__OBJECTIVES__
A - From the biography of anthropologist Hugh Gusterson, quote the passage that opens with the words containing "His early work" and closes with "disposition in Australia.".
B - In the biography of anthropologist Hugh Gusterson, what prize did his 2016 book Drone win?
C - Pick up the biography of anthropologist Hugh Gusterson after its final sentence and keep writing it.

__TEXT PASSAGE__
####

Hugh Gusterson is an anthropologist at the University of British Columbia and George Washington University.  His work focuses on nuclear culture, international security and the anthropology of science. His articles have appeared in the LA Times, the Boston Globe, the Boston Review the Washington Post, the Chronicle of Higher Education, Foreign Policy, and American Scientist. He is a regular contributor to the Bulletin of the Atomic Scientists and has a regular column in Sapiens, an anthropology journal.

Biography
Hugh Gusterson grew up in England.  He has a B.A. in history from Cambridge University, a master's degree in anthropology from the University of Pennsylvania (as a Thouron Scholar), and a PhD in anthropology from Stanford University.  He taught at MIT from 1992-2006 before moving to George Mason University and George Washington University. Since 2020 he has taught for the anthropology department of the University of British Columbia.

His early work was on the culture of nuclear weapons scientists and antinuclear activists. In that work he explored weapons scientists' and activists' contending social constructions of weaponry and international peace and security.  More recently he has written on teenage use of alcohol. and counterinsurgency in Iraq and Afghanistan, arguing that U.S. counterinsurgency campaigns would fail and, in the process, damage U.S. civil society as well as Iraq and Afghanistan.  In 2016 he published a book Drone on drone warfare that won the Roy C. Palmer Civil Liberties Prize at the Chicago-Kent College of Law. A leading critic of attempts to recruit anthropologists for counterinsurgency work, he is one of the founders of the Network of Concerned Anthropologists.  He is currently researching the polygraph, as well as conducting a research project on nuclear waste disposition in Australia.

####

__EXTRACTED MATERIAL__
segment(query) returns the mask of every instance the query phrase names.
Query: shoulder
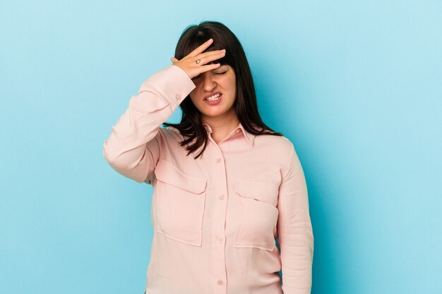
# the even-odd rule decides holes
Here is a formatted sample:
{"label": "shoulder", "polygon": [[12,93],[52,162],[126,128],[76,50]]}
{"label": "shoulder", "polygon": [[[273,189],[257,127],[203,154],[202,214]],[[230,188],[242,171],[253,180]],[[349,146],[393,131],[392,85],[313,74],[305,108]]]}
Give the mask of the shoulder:
{"label": "shoulder", "polygon": [[256,136],[255,142],[257,147],[268,148],[272,153],[285,159],[289,159],[294,152],[293,143],[285,136],[259,135]]}

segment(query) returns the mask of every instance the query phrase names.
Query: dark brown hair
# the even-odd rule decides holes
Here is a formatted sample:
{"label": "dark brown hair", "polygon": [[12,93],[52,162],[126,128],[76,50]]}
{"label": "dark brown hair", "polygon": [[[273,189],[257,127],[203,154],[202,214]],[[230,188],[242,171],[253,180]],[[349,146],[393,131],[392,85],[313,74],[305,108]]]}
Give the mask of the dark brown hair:
{"label": "dark brown hair", "polygon": [[[217,21],[204,21],[199,25],[188,26],[182,32],[177,48],[175,58],[180,60],[189,55],[196,47],[209,39],[213,43],[205,51],[226,49],[224,57],[209,63],[220,63],[221,66],[227,64],[234,71],[237,84],[237,98],[233,105],[235,113],[244,129],[251,134],[273,135],[282,136],[282,134],[273,131],[261,120],[258,111],[256,94],[250,67],[246,54],[234,34],[225,25]],[[201,152],[195,157],[200,157],[207,146],[208,136],[203,125],[201,113],[188,96],[180,104],[182,111],[179,123],[164,123],[163,125],[172,126],[179,130],[185,138],[180,142],[181,146],[186,146],[187,155],[196,151],[204,145]],[[195,140],[191,145],[189,144]]]}

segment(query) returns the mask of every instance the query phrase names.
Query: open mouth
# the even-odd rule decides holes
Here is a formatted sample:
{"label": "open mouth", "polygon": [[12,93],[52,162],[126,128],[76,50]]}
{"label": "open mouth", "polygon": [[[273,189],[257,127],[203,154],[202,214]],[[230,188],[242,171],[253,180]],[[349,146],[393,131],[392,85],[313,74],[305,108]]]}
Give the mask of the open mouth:
{"label": "open mouth", "polygon": [[210,97],[207,97],[207,98],[204,99],[204,100],[207,100],[207,101],[216,101],[216,100],[217,100],[217,99],[220,98],[220,96],[221,96],[221,94],[220,94],[220,93],[217,93],[217,94],[215,94],[215,95],[213,95],[213,96],[210,96]]}

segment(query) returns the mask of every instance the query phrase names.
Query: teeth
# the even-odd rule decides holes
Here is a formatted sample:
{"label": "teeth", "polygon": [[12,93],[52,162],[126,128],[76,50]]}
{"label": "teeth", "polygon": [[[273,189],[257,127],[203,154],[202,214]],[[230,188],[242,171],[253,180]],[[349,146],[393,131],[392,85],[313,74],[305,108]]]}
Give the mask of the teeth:
{"label": "teeth", "polygon": [[214,101],[214,100],[217,100],[219,97],[220,97],[219,94],[215,94],[213,96],[210,96],[210,97],[205,98],[205,99],[208,101]]}

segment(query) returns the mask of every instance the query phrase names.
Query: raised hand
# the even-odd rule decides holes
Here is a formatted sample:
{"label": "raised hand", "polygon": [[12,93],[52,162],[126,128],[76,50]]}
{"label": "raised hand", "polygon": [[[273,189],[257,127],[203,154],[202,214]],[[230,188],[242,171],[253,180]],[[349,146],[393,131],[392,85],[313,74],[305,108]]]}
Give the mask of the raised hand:
{"label": "raised hand", "polygon": [[[225,55],[225,49],[203,53],[204,50],[212,44],[213,42],[213,39],[209,39],[199,47],[196,47],[189,55],[183,57],[182,59],[178,60],[172,57],[170,59],[170,61],[174,66],[179,66],[184,71],[190,78],[193,78],[205,71],[217,68],[220,67],[220,63],[208,64],[205,66],[205,63],[219,59],[224,57]],[[198,59],[199,61],[198,61]]]}

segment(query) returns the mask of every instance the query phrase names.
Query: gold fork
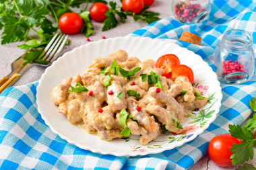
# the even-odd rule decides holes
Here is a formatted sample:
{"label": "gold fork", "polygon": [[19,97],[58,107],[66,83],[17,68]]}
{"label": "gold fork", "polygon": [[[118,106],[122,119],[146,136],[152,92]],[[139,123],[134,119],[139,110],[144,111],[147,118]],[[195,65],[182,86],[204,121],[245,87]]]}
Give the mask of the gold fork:
{"label": "gold fork", "polygon": [[[43,52],[38,55],[32,63],[28,62],[27,60],[26,60],[26,53],[13,62],[11,65],[11,72],[0,80],[0,93],[4,89],[14,84],[31,67],[34,65],[49,67],[51,65],[59,56],[59,54],[63,48],[67,38],[68,35],[56,34]],[[38,62],[37,61],[38,59],[43,62]]]}

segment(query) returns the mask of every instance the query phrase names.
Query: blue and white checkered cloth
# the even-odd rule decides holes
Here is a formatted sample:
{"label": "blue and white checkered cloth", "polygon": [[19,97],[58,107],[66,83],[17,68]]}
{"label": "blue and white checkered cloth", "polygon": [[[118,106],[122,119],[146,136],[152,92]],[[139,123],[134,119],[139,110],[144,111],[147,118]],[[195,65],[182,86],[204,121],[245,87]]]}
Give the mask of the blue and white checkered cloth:
{"label": "blue and white checkered cloth", "polygon": [[[249,0],[216,0],[208,21],[183,25],[169,17],[135,31],[131,36],[168,38],[200,55],[215,69],[214,49],[223,33],[245,30],[256,40],[256,3]],[[184,31],[203,38],[197,46],[177,40]],[[256,44],[253,46],[256,51]],[[81,149],[54,134],[37,111],[38,82],[12,87],[0,95],[1,169],[183,169],[207,153],[209,141],[227,133],[230,124],[241,124],[251,114],[249,101],[256,96],[256,75],[241,85],[222,84],[223,99],[216,120],[203,134],[180,147],[134,157],[115,157]]]}

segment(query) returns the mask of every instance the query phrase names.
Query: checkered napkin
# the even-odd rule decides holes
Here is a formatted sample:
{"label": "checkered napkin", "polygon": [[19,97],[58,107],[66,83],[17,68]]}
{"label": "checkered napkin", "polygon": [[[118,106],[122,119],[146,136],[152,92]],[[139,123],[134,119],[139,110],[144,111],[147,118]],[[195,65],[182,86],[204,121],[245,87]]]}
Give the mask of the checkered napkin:
{"label": "checkered napkin", "polygon": [[[224,32],[232,28],[245,30],[256,40],[255,3],[249,0],[214,1],[209,20],[203,24],[182,25],[170,17],[130,36],[171,39],[200,55],[215,70],[212,54]],[[184,31],[200,36],[202,45],[179,42]],[[256,44],[253,46],[256,51]],[[249,116],[249,101],[256,96],[256,75],[241,85],[222,83],[223,99],[220,113],[203,134],[180,147],[159,154],[127,157],[85,151],[54,134],[37,111],[37,85],[36,82],[12,87],[0,95],[1,169],[188,169],[207,153],[209,141],[214,136],[227,133],[228,124],[241,124]]]}

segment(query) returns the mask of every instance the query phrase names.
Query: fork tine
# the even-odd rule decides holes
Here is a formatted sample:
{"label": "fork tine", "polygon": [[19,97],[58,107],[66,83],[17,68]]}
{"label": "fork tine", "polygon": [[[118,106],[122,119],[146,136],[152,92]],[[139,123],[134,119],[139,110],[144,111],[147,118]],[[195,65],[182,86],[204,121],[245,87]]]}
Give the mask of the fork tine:
{"label": "fork tine", "polygon": [[56,37],[58,36],[59,34],[57,33],[55,34],[55,35],[54,35],[54,36],[52,38],[52,39],[51,40],[51,41],[49,42],[49,43],[47,44],[47,46],[45,47],[44,48],[44,51],[46,52],[48,50],[48,49],[51,47],[51,46],[53,44],[53,42],[56,39]]}
{"label": "fork tine", "polygon": [[[55,54],[53,55],[53,56],[50,59],[50,62],[53,62],[54,61],[57,57],[58,57],[59,56],[59,52],[61,51],[62,48],[63,48],[63,46],[65,46],[65,44],[66,43],[66,41],[67,40],[67,38],[69,37],[69,35],[66,35],[65,36],[65,38],[64,40],[63,40],[62,43],[61,44],[61,45],[59,46],[59,48],[57,48],[58,50],[56,51]],[[61,41],[59,41],[59,42],[61,42]],[[57,47],[57,46],[56,46]],[[55,48],[55,50],[57,50],[57,48]]]}
{"label": "fork tine", "polygon": [[53,49],[55,48],[56,44],[59,42],[59,40],[62,38],[64,35],[61,34],[59,35],[56,40],[53,42],[53,43],[51,45],[50,48],[46,52],[46,53],[44,54],[44,56],[42,57],[43,60],[47,60],[48,57],[49,56],[49,54],[53,51]]}

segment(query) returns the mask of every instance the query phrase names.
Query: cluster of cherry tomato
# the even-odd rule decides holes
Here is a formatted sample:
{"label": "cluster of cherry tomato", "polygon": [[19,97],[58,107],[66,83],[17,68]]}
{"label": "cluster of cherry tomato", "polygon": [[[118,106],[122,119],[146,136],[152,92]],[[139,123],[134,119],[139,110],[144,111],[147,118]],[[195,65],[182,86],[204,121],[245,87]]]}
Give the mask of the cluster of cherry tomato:
{"label": "cluster of cherry tomato", "polygon": [[156,67],[164,70],[162,76],[173,81],[179,76],[187,77],[191,83],[194,81],[192,69],[186,65],[180,65],[180,60],[174,54],[168,54],[160,56],[156,61]]}
{"label": "cluster of cherry tomato", "polygon": [[[139,13],[144,8],[144,5],[150,5],[154,0],[123,0],[122,8],[125,11],[130,10],[135,13]],[[94,3],[90,9],[90,16],[96,22],[103,22],[106,19],[105,13],[108,7],[104,3]],[[59,28],[62,32],[67,34],[77,34],[84,27],[84,21],[75,13],[64,13],[59,19]]]}

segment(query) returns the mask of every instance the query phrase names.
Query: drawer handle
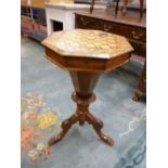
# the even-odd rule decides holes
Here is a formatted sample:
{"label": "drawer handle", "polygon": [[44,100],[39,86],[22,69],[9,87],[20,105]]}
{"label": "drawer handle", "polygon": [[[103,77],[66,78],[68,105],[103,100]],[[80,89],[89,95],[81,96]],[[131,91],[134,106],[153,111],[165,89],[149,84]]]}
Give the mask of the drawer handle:
{"label": "drawer handle", "polygon": [[140,39],[140,36],[143,36],[143,34],[139,34],[137,35],[135,31],[132,31],[132,35],[133,35],[133,39]]}
{"label": "drawer handle", "polygon": [[85,21],[83,17],[81,17],[80,21],[81,21],[82,25],[85,25],[85,26],[88,24],[88,21]]}
{"label": "drawer handle", "polygon": [[112,28],[112,26],[104,25],[104,30],[105,31],[108,31],[111,28]]}

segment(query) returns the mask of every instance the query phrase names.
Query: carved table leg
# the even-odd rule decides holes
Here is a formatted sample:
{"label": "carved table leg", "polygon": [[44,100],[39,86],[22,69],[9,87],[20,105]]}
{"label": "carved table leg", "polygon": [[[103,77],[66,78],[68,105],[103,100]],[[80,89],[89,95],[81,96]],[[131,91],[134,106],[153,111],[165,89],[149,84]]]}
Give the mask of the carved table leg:
{"label": "carved table leg", "polygon": [[107,143],[107,144],[109,144],[109,145],[113,145],[113,144],[114,144],[114,141],[113,141],[109,137],[105,135],[105,134],[101,131],[101,129],[103,128],[103,121],[102,121],[102,120],[96,119],[91,113],[88,113],[88,114],[87,114],[87,121],[93,126],[93,128],[94,128],[96,134],[98,134],[105,143]]}
{"label": "carved table leg", "polygon": [[49,145],[53,145],[67,133],[74,124],[79,121],[79,125],[82,126],[85,121],[91,124],[96,132],[96,134],[107,144],[113,145],[113,140],[105,135],[101,129],[103,128],[103,122],[96,119],[89,112],[89,104],[95,100],[95,94],[93,89],[99,79],[99,74],[95,73],[85,73],[85,72],[70,72],[70,77],[75,88],[75,92],[72,95],[72,99],[76,102],[77,108],[76,113],[68,119],[62,122],[62,131],[51,138],[48,142]]}
{"label": "carved table leg", "polygon": [[78,115],[77,115],[77,114],[74,114],[74,115],[73,115],[72,117],[69,117],[68,119],[65,119],[65,120],[62,122],[62,125],[61,125],[62,131],[61,131],[59,134],[52,137],[52,138],[49,140],[48,144],[51,146],[51,145],[55,144],[56,142],[59,142],[60,140],[62,140],[62,139],[64,138],[64,135],[68,132],[68,130],[72,128],[72,126],[73,126],[75,122],[77,122],[77,121],[78,121]]}

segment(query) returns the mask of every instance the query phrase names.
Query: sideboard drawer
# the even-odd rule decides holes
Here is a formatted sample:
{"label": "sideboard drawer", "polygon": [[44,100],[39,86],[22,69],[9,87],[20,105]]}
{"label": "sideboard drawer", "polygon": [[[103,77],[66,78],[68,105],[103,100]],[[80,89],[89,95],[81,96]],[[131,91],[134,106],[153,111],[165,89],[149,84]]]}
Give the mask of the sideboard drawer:
{"label": "sideboard drawer", "polygon": [[128,39],[137,40],[139,42],[146,42],[145,29],[137,26],[127,26],[125,24],[117,24],[105,20],[76,15],[76,27],[104,30],[125,36]]}

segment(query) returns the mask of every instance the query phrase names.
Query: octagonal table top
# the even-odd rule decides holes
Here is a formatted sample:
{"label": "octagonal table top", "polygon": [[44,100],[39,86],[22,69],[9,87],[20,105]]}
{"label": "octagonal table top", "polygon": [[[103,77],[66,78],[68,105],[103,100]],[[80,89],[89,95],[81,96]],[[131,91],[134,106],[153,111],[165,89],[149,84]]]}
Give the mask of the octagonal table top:
{"label": "octagonal table top", "polygon": [[113,59],[133,51],[125,37],[90,29],[55,31],[42,44],[62,56],[74,57]]}

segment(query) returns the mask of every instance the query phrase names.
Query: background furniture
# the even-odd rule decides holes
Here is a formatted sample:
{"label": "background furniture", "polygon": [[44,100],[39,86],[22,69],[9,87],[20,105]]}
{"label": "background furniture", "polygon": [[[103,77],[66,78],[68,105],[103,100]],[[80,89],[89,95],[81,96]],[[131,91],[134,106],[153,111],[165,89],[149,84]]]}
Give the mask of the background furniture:
{"label": "background furniture", "polygon": [[[115,15],[116,15],[116,16],[117,16],[118,9],[119,9],[119,1],[120,1],[120,0],[116,0],[116,8],[115,8]],[[124,7],[121,8],[122,15],[126,14],[127,5],[128,5],[129,1],[130,1],[130,0],[124,0]],[[140,1],[140,20],[142,20],[142,17],[143,17],[143,5],[144,5],[144,0],[139,0],[139,1]]]}
{"label": "background furniture", "polygon": [[76,113],[62,122],[62,131],[51,138],[49,145],[63,139],[70,127],[79,121],[93,126],[98,135],[107,144],[114,141],[102,132],[103,122],[89,112],[95,100],[93,90],[101,73],[112,70],[126,62],[133,51],[126,38],[98,30],[73,29],[53,33],[42,41],[47,57],[69,72],[77,104]]}
{"label": "background furniture", "polygon": [[[33,1],[34,2],[34,1]],[[38,41],[47,37],[47,21],[43,1],[21,5],[21,33]]]}
{"label": "background furniture", "polygon": [[[52,31],[75,28],[74,13],[89,9],[89,4],[46,3],[48,36],[51,35]],[[95,5],[95,9],[105,10],[105,7]]]}
{"label": "background furniture", "polygon": [[[106,12],[96,12],[93,14],[88,12],[76,12],[75,13],[75,26],[76,28],[83,29],[99,29],[113,34],[122,35],[128,38],[129,42],[133,47],[133,54],[145,57],[146,56],[146,26],[145,17],[141,22],[138,22],[137,12],[128,12],[127,17],[122,17],[118,14],[117,18],[107,14]],[[139,81],[138,91],[141,94],[137,94],[135,99],[139,100],[141,95],[145,95],[145,79],[144,75],[141,75]],[[140,85],[141,83],[141,85]],[[141,86],[141,87],[140,87]],[[133,96],[134,98],[134,96]]]}

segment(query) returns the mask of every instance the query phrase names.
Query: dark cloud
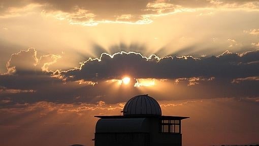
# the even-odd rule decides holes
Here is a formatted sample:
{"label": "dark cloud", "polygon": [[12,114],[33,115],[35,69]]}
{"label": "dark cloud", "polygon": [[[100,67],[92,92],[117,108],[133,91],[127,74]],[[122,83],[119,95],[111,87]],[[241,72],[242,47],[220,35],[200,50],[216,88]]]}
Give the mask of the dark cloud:
{"label": "dark cloud", "polygon": [[[142,94],[163,100],[259,96],[258,50],[242,54],[226,51],[201,58],[103,53],[80,68],[55,72],[43,67],[54,63],[57,55],[38,57],[36,53],[29,49],[12,55],[7,67],[14,71],[0,75],[2,107],[43,101],[117,103]],[[131,78],[131,82],[119,85],[125,75]],[[155,83],[153,87],[145,84],[149,79]],[[163,89],[162,95],[154,88]]]}
{"label": "dark cloud", "polygon": [[195,58],[191,56],[149,57],[139,53],[122,52],[112,56],[102,54],[99,60],[89,60],[80,68],[61,73],[68,80],[98,80],[120,78],[177,78],[196,76],[242,78],[259,76],[259,51],[242,54],[228,51],[218,56]]}

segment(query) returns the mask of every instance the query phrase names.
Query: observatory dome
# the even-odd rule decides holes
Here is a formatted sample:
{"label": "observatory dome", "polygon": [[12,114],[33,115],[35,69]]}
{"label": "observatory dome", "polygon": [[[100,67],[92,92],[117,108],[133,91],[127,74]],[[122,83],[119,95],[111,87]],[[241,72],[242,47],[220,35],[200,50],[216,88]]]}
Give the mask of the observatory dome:
{"label": "observatory dome", "polygon": [[124,115],[162,115],[158,103],[148,95],[138,95],[130,99],[122,112]]}

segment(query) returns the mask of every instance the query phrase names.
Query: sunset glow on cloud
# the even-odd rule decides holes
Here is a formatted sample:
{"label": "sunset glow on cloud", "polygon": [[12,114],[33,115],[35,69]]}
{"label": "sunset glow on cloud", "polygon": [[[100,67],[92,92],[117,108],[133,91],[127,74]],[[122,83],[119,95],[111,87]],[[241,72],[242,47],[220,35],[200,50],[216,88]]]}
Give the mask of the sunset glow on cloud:
{"label": "sunset glow on cloud", "polygon": [[183,145],[257,144],[258,16],[258,1],[0,0],[0,145],[94,145],[94,116],[144,94],[190,117]]}

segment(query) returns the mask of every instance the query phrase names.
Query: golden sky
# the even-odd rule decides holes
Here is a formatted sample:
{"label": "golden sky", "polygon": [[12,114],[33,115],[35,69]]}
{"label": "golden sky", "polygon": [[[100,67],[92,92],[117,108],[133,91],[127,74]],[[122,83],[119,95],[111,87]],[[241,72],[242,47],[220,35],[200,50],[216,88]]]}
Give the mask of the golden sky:
{"label": "golden sky", "polygon": [[258,1],[0,0],[1,144],[93,145],[94,115],[146,94],[191,117],[183,145],[258,143]]}

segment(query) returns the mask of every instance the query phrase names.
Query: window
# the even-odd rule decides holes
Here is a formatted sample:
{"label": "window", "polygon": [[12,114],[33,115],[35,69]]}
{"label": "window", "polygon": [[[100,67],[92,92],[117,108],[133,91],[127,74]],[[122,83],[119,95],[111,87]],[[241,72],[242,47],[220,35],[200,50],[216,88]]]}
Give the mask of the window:
{"label": "window", "polygon": [[180,133],[180,120],[162,120],[161,132],[163,133]]}

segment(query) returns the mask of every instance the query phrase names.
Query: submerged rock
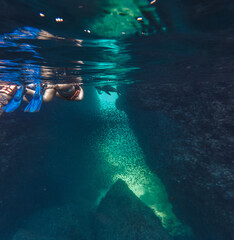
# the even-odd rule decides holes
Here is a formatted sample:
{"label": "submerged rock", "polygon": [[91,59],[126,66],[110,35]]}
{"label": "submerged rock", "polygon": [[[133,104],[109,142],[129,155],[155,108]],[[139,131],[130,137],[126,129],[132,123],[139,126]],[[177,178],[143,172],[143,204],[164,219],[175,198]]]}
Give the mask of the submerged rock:
{"label": "submerged rock", "polygon": [[118,180],[94,213],[94,239],[172,239],[153,211]]}
{"label": "submerged rock", "polygon": [[[201,239],[231,239],[233,80],[225,73],[233,67],[230,58],[216,58],[209,64],[209,68],[194,66],[198,71],[205,69],[206,78],[187,66],[190,75],[182,80],[136,84],[128,93],[131,107],[126,112],[139,138],[144,139],[143,149],[153,156],[151,167],[157,169],[175,199],[175,213],[184,215]],[[174,142],[168,140],[166,149],[159,138],[166,138],[168,132],[159,135],[160,129],[172,126],[168,120],[159,127],[159,113],[181,129],[181,136],[174,137]]]}

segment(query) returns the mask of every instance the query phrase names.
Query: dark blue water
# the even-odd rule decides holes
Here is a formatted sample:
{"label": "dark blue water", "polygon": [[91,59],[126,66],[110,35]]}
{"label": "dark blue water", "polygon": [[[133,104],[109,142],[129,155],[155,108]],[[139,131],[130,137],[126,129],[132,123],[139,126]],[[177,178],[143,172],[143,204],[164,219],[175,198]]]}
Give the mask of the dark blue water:
{"label": "dark blue water", "polygon": [[1,115],[0,240],[232,239],[233,4],[156,4],[2,1],[1,83],[85,97]]}

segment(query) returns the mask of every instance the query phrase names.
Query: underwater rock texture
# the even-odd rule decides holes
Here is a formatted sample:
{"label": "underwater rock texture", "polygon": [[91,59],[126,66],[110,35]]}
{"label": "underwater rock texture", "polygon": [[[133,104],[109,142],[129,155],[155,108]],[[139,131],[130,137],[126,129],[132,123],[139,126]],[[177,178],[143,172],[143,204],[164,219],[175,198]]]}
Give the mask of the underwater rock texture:
{"label": "underwater rock texture", "polygon": [[90,214],[69,203],[42,209],[24,221],[12,240],[170,240],[153,211],[118,180]]}
{"label": "underwater rock texture", "polygon": [[[134,120],[131,108],[127,110],[141,138],[148,132],[143,149],[152,149],[151,167],[173,196],[175,211],[187,214],[188,224],[202,239],[231,239],[234,227],[233,80],[218,73],[222,66],[233,71],[230,62],[219,62],[209,69],[216,74],[206,78],[193,72],[179,82],[135,84],[128,93],[131,107],[144,111],[144,117],[134,113]],[[151,117],[161,112],[180,125],[181,137],[175,139],[180,144],[171,143],[159,156],[158,133],[152,134],[158,122],[147,119],[147,112]]]}
{"label": "underwater rock texture", "polygon": [[118,180],[102,199],[93,219],[94,239],[172,239],[153,211]]}

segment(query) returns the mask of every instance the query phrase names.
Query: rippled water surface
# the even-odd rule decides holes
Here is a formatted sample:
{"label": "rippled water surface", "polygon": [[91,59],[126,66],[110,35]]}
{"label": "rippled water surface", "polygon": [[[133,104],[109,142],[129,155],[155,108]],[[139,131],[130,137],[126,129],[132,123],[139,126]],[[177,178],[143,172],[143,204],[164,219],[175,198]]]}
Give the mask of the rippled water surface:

####

__SOLVED PROBLEMS__
A -
His early work was on the culture of nuclear weapons scientists and antinuclear activists. In that work he explored weapons scientists' and activists' contending social constructions of weaponry and international peace and security.  More recently he has written on teenage use of alcohol. and counterinsurgency in Iraq and Afghanistan, arguing that U.S. counterinsurgency campaigns would fail and, in the process, damage U.S. civil society as well as Iraq and Afghanistan.  In 2016 he published a book Drone on drone warfare that won the Roy C. Palmer Civil Liberties Prize at the Chicago-Kent College of Law. A leading critic of attempts to recruit anthropologists for counterinsurgency work, he is one of the founders of the Network of Concerned Anthropologists.  He is currently researching the polygraph, as well as conducting a research project on nuclear waste disposition in Australia.

B - The Roy C. Palmer Civil Liberties Prize at the Chicago-Kent College of Law.

C -
Gusterson served on the American Association of Anthropology's Executive Board from 2009–12, co-chaired the committee that rewrote the Association's ethics code 2012, and currently serves on the Association's Task Force on Engagement with Israel/Palestine.  He was President of the American Ethnological Society from 2016-18.  He won the American Anthropological Association's anthropology in media award in 2020.

He is married to Allison Macfarlane, former chairman of the Nuclear Regulatory Commission (NRC). They have two children.

Works 
 Nuclear Rites: A Weapons Laboratory at the End of the Cold War, University of California Press, 1998, 
 People of the Bomb: Portraits of America's Nuclear Complex, University of Minnesota Press, 2004, 
 Drone Remote Control Warfare, MIT Press, 2016,

Editor
 Why America's top pundits are wrong: anthropologists talk back, editors Catherine Lowe Besteman, Hugh Gusterson, University of California Press, 2005, 
 The insecure American: how we got here and what we should do about it, editors Hugh Gusterson, Catherine Lowe Besteman, University of California Press, 2009, 
 Cultures of Insecurity: States, Communities, and the Production of Danger, editors Jutta Weldes, Mark Laffey, Hugh Gusterson, and Raymond Duvall, University of Minnesota Press, 1999.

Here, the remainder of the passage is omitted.